# Votre objectif
Restituez à l'identique le passage de l'extrait sur la cardiomyopathie du cirrhotique qui va de « 4 réponses sur » à « je me comprends. ».

# Extrait
4 réponses sur « La cardiomyopathie du cirrhotique »

Salut chef, et merci pour la biblio, sur un sujet aussi passionnant qu’obscure. Pour le flux mitral, le patient cirrhotique en hyperdébit à un flux mitral d’hyperdébit, c’est à dire une onde E très véloce, et une petit onde A. Le fait d’inverser ce rapport est éminemment suspect (si il existe par ailleurs un hyperdébit), car il traduit alors l’altération de la relaxation, au début sans élévation des pressions de remplissage. si la situation s’aggrave encore, les pressions de remplissages ne manqueront pas de s’élever, et il sera alors bien difficile d’interpréter un flux mitral à nouveau « pseudo-normal », de même que tous les indices habituelles de E/(quelque chose)…
Bref, je me comprends.
Merci encore, et à bientôt!

« Avant le D.U. d’échographie cardiaque, je ne connaissais pas toutes ces subtilités et je remercie les réanimateurs de la Croix-Rousse de m’avoir éclairé là dessus. »

Encore un qui a séché le cours anesthésie-réanimation du cirrhotique pendant son internat ;-))

PART

aie !

pris la main dans la sac !

J’aurais peut-être du écrire qu’avant le DU je n’étais pas mûr pour comprendre 😉 ou alors le cours a peut-être était décalé du fait de vacances improvisées :-p

PS si t’as un cours en stock, je suis intéressé pour le lire

bye

Merci Rémi pour ce billet vraiment intéressant !!

En plus de la cardiopathie, le patient cirrhotique a comme tu l’as dit a une néovascularisation veineuse (dont la plus connue est les varices oesophagiennes). De ce fait, le volume veineux est augmenté, et en cas de veinodilatation (ex : anesthésie générale, sepsis), la précharge baisse proportionnellement à ce volume veineux. On sait tous que le patient cirrhotique est plus à risque de se « casser la gueule à l’induction ».

# Données sources

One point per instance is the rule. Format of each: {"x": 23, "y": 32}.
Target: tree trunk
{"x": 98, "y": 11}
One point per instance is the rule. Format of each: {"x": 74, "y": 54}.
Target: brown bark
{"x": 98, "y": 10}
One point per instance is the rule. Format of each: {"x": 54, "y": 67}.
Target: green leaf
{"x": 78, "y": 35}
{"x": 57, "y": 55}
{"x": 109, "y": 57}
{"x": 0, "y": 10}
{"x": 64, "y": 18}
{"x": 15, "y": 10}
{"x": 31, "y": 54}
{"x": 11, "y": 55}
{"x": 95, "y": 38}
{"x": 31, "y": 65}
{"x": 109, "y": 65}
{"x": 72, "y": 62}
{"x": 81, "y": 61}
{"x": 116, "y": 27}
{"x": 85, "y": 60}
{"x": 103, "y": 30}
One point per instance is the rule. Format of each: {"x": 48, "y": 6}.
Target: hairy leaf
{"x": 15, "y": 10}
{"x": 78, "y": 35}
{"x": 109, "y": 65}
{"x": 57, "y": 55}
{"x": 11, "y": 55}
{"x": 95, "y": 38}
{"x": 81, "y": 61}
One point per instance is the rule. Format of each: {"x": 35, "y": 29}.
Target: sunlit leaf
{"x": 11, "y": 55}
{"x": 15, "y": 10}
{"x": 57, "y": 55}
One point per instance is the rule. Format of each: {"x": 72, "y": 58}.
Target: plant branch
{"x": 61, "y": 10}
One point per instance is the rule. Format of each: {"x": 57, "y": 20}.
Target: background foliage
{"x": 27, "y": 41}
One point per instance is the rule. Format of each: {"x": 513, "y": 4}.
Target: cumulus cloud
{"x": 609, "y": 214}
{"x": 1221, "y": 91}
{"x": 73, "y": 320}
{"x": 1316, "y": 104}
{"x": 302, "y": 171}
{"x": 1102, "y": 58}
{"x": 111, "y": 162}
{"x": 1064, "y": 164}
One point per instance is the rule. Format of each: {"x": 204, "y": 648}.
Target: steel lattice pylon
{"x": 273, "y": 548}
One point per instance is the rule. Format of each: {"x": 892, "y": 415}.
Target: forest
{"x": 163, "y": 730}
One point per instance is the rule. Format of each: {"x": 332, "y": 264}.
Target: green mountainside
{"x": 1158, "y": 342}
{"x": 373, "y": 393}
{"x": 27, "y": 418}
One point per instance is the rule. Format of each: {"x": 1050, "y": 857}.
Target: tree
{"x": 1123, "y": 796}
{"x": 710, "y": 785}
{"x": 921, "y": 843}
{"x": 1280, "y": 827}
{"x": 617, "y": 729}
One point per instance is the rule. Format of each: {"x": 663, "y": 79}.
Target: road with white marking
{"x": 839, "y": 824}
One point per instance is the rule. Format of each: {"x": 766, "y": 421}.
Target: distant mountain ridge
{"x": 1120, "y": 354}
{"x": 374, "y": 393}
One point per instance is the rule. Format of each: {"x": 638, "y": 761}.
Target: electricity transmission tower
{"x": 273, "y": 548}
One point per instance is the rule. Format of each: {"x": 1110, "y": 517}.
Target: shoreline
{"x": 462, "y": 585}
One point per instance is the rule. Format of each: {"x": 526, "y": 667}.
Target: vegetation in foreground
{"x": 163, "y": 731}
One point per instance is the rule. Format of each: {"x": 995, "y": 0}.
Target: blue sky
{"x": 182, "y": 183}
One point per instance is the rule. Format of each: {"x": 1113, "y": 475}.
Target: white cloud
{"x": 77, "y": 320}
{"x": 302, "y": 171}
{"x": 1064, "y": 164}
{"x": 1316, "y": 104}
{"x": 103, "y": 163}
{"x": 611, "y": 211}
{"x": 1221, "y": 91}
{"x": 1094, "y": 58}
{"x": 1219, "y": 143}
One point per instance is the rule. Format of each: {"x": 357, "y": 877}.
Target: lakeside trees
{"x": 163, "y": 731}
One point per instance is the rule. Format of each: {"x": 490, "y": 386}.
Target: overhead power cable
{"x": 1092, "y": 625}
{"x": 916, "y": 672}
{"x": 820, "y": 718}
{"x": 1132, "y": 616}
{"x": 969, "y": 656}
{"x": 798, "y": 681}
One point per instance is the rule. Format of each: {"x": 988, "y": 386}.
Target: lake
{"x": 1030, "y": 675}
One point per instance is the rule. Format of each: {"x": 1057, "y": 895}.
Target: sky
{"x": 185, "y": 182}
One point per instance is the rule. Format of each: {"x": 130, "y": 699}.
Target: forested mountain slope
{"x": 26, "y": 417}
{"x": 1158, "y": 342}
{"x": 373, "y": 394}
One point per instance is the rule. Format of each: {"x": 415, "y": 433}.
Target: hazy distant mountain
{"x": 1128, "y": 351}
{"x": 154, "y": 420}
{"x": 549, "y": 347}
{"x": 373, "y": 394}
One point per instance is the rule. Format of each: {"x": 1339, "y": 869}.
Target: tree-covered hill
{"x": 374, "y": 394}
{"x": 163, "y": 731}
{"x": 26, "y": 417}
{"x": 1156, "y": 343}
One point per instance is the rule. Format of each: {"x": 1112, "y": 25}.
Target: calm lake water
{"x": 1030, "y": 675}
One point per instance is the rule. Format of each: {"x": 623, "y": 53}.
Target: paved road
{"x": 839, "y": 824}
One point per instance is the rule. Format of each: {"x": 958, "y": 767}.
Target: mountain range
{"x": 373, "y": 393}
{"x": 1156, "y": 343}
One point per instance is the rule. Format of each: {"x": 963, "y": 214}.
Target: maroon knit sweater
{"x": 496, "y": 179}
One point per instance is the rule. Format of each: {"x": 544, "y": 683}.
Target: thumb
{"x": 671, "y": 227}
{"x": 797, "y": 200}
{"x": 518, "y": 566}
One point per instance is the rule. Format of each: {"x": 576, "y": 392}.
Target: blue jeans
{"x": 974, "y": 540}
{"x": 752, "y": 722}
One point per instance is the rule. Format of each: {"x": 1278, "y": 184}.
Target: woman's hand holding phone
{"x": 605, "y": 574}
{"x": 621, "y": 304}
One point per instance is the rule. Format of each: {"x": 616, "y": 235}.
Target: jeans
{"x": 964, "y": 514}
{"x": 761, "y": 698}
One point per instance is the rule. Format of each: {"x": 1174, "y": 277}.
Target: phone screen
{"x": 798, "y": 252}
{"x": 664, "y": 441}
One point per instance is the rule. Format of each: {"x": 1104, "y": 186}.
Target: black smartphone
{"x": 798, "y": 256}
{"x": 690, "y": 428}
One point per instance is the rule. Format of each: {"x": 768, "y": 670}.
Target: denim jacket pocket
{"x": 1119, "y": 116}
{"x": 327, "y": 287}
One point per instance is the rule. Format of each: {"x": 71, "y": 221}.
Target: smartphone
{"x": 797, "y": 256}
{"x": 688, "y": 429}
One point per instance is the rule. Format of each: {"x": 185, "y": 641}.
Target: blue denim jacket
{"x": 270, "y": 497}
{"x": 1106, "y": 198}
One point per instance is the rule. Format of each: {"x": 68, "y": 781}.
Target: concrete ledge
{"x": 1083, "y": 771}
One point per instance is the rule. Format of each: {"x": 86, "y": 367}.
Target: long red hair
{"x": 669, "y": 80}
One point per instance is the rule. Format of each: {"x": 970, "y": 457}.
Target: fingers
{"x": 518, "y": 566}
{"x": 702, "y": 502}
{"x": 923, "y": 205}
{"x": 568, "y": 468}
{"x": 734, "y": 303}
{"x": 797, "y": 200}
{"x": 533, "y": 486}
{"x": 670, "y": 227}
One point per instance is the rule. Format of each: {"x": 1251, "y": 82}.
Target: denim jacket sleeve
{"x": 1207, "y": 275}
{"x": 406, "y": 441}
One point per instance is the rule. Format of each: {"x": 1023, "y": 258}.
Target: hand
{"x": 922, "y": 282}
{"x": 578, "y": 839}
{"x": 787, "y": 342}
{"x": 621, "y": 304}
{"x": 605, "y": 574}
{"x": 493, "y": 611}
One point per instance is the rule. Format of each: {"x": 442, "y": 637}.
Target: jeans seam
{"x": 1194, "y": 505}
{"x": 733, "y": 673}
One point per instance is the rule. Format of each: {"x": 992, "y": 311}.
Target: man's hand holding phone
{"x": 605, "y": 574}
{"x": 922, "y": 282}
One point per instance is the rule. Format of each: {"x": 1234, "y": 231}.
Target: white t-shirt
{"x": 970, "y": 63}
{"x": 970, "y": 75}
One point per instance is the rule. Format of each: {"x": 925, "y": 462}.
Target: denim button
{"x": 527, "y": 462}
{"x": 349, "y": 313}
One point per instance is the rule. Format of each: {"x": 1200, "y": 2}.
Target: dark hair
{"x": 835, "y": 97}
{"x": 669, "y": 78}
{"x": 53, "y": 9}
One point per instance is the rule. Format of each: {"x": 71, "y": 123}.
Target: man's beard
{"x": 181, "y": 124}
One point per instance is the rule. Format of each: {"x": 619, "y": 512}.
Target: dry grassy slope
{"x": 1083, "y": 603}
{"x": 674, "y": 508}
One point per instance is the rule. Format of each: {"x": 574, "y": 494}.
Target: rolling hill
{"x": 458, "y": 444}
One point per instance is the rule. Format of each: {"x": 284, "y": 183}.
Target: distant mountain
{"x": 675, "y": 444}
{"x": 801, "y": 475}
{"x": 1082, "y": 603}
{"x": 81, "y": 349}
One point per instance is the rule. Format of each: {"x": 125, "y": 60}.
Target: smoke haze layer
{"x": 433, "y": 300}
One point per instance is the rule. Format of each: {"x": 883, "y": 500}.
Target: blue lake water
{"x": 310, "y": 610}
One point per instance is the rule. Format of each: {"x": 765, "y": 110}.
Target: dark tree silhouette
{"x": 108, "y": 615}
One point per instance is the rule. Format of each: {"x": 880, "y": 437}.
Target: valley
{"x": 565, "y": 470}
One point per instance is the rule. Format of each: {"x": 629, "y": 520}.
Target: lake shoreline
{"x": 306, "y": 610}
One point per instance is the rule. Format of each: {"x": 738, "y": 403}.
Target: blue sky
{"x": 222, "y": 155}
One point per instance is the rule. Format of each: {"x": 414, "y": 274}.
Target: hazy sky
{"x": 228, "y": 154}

# Résultat
4 réponses sur « La cardiomyopathie du cirrhotique »

Salut chef, et merci pour la biblio, sur un sujet aussi passionnant qu’obscure. Pour le flux mitral, le patient cirrhotique en hyperdébit à un flux mitral d’hyperdébit, c’est à dire une onde E très véloce, et une petit onde A. Le fait d’inverser ce rapport est éminemment suspect (si il existe par ailleurs un hyperdébit), car il traduit alors l’altération de la relaxation, au début sans élévation des pressions de remplissage. si la situation s’aggrave encore, les pressions de remplissages ne manqueront pas de s’élever, et il sera alors bien difficile d’interpréter un flux mitral à nouveau « pseudo-normal », de même que tous les indices habituelles de E/(quelque chose)…
Bref, je me comprends.